§ **Task set**:
1. From the passage on Los Angeles FM radio below, list every station that the passage says had joined KFI-FM on Mount Wilson by 1951, with its frequency.
2. Rewrite a section of the passage on Los Angeles FM radio below, changing "church" to "sanctuary". Begin at the words that have "Flint Peak took" and stop after "was a must.".

The technical history of FM radio in Los Angeles stretches back seven decades now, but much of it can be summarized in one short sentence: every station that could possibly get its transmitter up to Mount Wilson has done so. There’s no question at all: at more than a mile above sea level, with clear line of sight to nearly the entirety of the sprawling market, Mount Wilson has been the place to be for FM ever since Earle C. Anthony put KFI-FM (105.9) on the air up there in 1946, and that’s one reason we’ve featured it multiple times on Tower Site of the Week (here, for instance, and here.)
But along the winding road up to Mount Wilson, a few other sites have played important roles in the LA FM story, too. There’s the Mount Lee site above the Hollywood sign (no longer in broadcast use) where the market’s first FM signal, Don Lee’s K45LA (later KHJ-FM/KRTH) signed on in 1941. There’s the “Briarcrest” site in the Hollywood hills that’s home to what’s now KYSR (98.7). There’s the Montecito site (seen here) that was home to the old KFSG-FM 96.3, and the Verdugo Hills site (seen here) that’s now home to 96.3 (now KXOL) and KROQ-FM (106.7).
And then there’s Flint Peak in Glendale, which somehow manages to have ties to nearly all of those other sites, and then some.
Flint Peak took to the airwaves in December 1947, when the Echo Park Evangelistic Association put KKLA (97.1) on the air as a 58 kW FM companion to its existing AM station, KFSG (1150). At the time, KFSG(AM) was broadcasting from the Angelus Temple church on Glendale Boulevard, not a suitable location for FM broadcasting, and so a separate FM site was a must.
Why the 1847-foot Flint Peak instead of 5800-foot Mount Wilson? Those reasons are lost to history. It’s certainly not that KFI had exclusive use of Wilson; within a few years of KFI-FM’s debut up there, other FMs had joined it. (KNX-FM 93.1, KFMV 94.7, KECA-FM 95.5, KHJ-FM 101.1 and KFAC-FM 104.3 were all on Wilson by 1951, later on, signals at 92.3, 102.7, 103.5 and 105.1 would also start out up there.) Perhaps the KKLA folks wanted a site more easily accessible for manned operation, or maybe it was cheaper to build in Glendale.

§ **Supplied data**:
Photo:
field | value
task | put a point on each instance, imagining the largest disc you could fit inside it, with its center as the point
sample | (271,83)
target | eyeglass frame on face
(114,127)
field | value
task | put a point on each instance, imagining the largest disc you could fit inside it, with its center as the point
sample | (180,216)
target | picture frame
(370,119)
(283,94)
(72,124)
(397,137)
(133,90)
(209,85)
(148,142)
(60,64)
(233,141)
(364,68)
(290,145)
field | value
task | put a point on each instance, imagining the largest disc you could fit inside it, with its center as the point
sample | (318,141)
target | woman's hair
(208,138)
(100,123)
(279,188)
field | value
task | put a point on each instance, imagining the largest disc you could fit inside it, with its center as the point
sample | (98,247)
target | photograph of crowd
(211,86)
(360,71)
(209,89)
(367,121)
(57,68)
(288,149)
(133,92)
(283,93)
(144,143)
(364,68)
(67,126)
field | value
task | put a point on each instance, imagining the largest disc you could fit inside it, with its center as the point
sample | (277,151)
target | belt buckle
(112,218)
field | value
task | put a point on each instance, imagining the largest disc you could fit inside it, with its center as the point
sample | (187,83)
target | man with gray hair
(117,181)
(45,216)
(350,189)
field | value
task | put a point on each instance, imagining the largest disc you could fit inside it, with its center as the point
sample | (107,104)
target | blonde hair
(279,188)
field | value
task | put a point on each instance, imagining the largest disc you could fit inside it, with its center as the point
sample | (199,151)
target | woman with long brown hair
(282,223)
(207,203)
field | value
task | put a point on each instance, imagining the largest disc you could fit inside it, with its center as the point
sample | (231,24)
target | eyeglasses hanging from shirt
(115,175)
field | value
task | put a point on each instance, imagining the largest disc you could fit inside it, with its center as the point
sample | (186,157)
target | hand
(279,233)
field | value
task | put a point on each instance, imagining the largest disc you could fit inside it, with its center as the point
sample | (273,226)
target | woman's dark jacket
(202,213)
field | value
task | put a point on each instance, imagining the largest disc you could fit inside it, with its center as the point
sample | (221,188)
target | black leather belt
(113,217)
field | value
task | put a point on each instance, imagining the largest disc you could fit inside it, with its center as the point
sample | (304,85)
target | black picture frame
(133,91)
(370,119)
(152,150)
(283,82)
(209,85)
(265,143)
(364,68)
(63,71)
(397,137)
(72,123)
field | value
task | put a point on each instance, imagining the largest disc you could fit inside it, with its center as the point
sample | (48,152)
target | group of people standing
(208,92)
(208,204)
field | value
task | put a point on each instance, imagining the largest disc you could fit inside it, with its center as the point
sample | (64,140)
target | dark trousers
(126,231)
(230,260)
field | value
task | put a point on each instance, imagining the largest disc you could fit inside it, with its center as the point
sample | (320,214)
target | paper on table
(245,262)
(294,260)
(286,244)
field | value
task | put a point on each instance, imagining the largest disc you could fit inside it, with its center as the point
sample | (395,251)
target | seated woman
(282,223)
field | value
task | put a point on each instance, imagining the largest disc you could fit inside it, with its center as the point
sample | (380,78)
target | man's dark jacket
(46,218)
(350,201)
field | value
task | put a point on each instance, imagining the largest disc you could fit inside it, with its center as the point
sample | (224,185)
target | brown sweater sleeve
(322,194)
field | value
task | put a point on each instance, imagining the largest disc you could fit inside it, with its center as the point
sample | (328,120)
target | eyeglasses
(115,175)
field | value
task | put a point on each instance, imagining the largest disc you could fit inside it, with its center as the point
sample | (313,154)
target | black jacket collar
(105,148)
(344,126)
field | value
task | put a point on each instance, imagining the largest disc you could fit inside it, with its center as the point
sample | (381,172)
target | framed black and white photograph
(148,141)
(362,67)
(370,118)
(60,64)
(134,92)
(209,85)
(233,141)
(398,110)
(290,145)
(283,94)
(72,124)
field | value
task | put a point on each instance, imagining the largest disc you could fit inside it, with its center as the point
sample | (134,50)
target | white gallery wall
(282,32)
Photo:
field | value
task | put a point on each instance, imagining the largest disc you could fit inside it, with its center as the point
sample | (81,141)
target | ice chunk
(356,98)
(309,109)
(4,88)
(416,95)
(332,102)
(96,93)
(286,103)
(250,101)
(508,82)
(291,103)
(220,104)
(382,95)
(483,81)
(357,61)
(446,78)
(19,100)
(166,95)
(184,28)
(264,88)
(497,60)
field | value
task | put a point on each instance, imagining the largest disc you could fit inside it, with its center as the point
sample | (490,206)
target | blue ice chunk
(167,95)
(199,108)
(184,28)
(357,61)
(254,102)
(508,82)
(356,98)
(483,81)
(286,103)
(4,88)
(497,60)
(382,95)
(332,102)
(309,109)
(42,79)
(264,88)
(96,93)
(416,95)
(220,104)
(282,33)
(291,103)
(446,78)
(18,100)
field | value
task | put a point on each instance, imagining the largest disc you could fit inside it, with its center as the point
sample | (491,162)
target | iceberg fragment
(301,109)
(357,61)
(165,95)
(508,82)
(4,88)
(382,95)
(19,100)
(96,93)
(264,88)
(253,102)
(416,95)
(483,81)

§ **Answers for the tasks**:
1.
KNX-FM 93.1
KFMV 94.7
KECA-FM 95.5
KHJ-FM 101.1
KFAC-FM 104.3

2.
Flint Peak took to the airwaves in December 1947, when the Echo Park Evangelistic Association put KKLA (97.1) on the air as a 58 kW FM companion to its existing AM station, KFSG (1150). At the time, KFSG(AM) was broadcasting from the Angelus Temple sanctuary on Glendale Boulevard, not a suitable location for FM broadcasting, and so a separate FM site was a must.